■ Instruction a: Transcribe everything in the rate-limiting post from "Adobe Experience Platform Pipeline" down to "a top priority.".

■ Text segment:
Rate Limiting in Pipeline: High Quality of Service at Millions of Requests/Second

Jaemi Bremner
Feb 27 · 8 min read

In this blog, we explain how Adobe’s Pipeline service solved a noisy neighbor problem on its HTTP API to protect Adobe Experience Platform from inadvertent or malicious overuse. We explore the options we had and take a deep technical look at the solution we decide to implement.

Adobe Experience Platform Pipeline service currently handles one hundred billion messages daily, in near real-time, across Adobe’s Experience Cloud workflows (which includes products like Audience Manager, Adobe Analytics, Adobe Campaign, Adobe Target). We introduced Pipeline in a prior blog. By means of a quick recap, Pipeline is a high throughput API layer that provides the streaming foundation for the rest of the Platform services, akin to a silent superhero.

But as an old saying goes “with great power comes great responsibility”. The Pipeline API service needs to guarantee that a single rogue client cannot exhaust its capacity thereby impairing the SLAs for other clients. Maintaining fair share among thousands of integrations while protecting the Pipeline streaming service from (unintentional) denial of service is, therefore, a top priority.

A real example of scaling challenge

The AEP Pipeline service handles over 100 Billion transactions a day across many solutions. There are instances triggered by social events like the Super Bowl where our system experience very heavy spike in usage from select clients. One such incident of a spike resulted in a client creating 10x more requests into Pipeline than usual, which resulted in cascading slowdowns across the systems. That incident prompted us to rethink our API design by introducing a rate-limiting feature that is fair to all our tenants.

Limitations to consider before jumping to a solution

Although as much as want to introduce a limiting solution, we have some restrictions that are not easy to deal with.

To accommodate all the requirements, we could not find a ready-made solution that fits our needs. So, we opted for a system design where the rate limit component will run on each node on a cluster but will gather the data from all the other nodes in a cluster or across clusters to make a cluster-wide or multi-cluster wide decision. To coordinate the data from all the nodes across clusters, we have chosen Redis as our storage to store time interval data.

How our solution to the problem evolved

Balancing Latency vs Accuracy — a system design dilemma

While designing the rate limit architecture, we had to compromise on what we wanted to achieve. We want accuracy without impacting latency which is virtually impossible which is like in the computer architecture “When multiple threads are adding values to a counter, give me a perfect result of the add without synchronizing” which is impossible to do. We have a similar situation where we want to get an absolute count of all the requests across the nodes in a cluster in real-time without blocking the incoming requests. So, our goal is not to attain an accurate count across a cluster, rather achieve no impact in latency with an acceptable margin of error of accuracy of around 20–30%. It means our rate limit result can be off by that margin which is acceptable for us given we don’t add any latency to the APIs.

Solve the simpler problem first

We wanted to look at the problem from a simpler perspective. First we decided how we can apply a limit on a single node and the solution seemed very easy. There are many popular algorithms like sliding windows, token buckets, etc which can give you accurate counts at any moment of time. We also have to look at how rate-limit data will be stored and updated easily. Given all the consideration, we decided to use a sliding window algorithm where we store time window like 1 second for each client is represented as a Redis key.

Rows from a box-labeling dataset

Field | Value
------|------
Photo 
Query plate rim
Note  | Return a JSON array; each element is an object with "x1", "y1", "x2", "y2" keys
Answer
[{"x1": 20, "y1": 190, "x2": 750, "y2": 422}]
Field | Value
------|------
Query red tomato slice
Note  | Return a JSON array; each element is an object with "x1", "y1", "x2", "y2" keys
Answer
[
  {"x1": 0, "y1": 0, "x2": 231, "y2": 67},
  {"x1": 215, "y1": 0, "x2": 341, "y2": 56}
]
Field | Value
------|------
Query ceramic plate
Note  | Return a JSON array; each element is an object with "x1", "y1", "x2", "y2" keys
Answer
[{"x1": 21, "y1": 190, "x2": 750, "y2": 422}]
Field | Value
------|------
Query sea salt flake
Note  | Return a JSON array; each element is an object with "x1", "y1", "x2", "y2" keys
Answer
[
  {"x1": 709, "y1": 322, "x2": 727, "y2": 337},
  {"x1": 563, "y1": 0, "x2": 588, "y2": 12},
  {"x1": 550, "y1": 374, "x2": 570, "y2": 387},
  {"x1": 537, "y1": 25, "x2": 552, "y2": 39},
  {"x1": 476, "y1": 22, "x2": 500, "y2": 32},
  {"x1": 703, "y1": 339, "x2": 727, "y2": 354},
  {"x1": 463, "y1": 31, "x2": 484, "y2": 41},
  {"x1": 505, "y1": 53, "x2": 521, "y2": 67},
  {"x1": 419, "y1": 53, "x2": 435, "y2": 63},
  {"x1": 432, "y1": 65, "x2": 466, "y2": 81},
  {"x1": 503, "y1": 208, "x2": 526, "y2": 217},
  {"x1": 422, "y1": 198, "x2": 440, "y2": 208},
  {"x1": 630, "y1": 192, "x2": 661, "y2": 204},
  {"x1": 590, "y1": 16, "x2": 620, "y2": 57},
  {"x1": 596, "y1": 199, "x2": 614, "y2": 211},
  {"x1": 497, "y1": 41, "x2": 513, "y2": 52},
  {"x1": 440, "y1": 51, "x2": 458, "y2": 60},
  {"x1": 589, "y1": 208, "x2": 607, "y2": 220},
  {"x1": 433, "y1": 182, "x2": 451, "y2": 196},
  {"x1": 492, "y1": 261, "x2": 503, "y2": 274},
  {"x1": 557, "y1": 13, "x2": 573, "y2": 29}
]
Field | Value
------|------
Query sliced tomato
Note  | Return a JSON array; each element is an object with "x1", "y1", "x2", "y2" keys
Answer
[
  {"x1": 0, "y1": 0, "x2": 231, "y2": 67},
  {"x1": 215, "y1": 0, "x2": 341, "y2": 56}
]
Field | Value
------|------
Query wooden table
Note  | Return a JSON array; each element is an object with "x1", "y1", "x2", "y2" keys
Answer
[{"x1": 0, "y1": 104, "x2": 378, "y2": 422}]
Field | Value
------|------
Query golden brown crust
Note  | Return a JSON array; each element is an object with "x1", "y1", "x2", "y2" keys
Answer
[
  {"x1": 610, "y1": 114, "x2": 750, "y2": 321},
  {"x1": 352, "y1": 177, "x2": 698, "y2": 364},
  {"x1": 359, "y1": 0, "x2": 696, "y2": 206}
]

■ Instruction b: Pick out every line of the rows that contains the string "Query".

■ Complete answer a:
Adobe Experience Platform Pipeline service currently handles one hundred billion messages daily, in near real-time, across Adobe’s Experience Cloud workflows (which includes products like Audience Manager, Adobe Analytics, Adobe Campaign, Adobe Target). We introduced Pipeline in a prior blog. By means of a quick recap, Pipeline is a high throughput API layer that provides the streaming foundation for the rest of the Platform services, akin to a silent superhero.

But as an old saying goes “with great power comes great responsibility”. The Pipeline API service needs to guarantee that a single rogue client cannot exhaust its capacity thereby impairing the SLAs for other clients. Maintaining fair share among thousands of integrations while protecting the Pipeline streaming service from (unintentional) denial of service is, therefore, a top priority.

■ Complete answer b:
Query plate rim
Query red tomato slice
Query ceramic plate
Query sea salt flake
Query sliced tomato
Query wooden table
Query golden brown crust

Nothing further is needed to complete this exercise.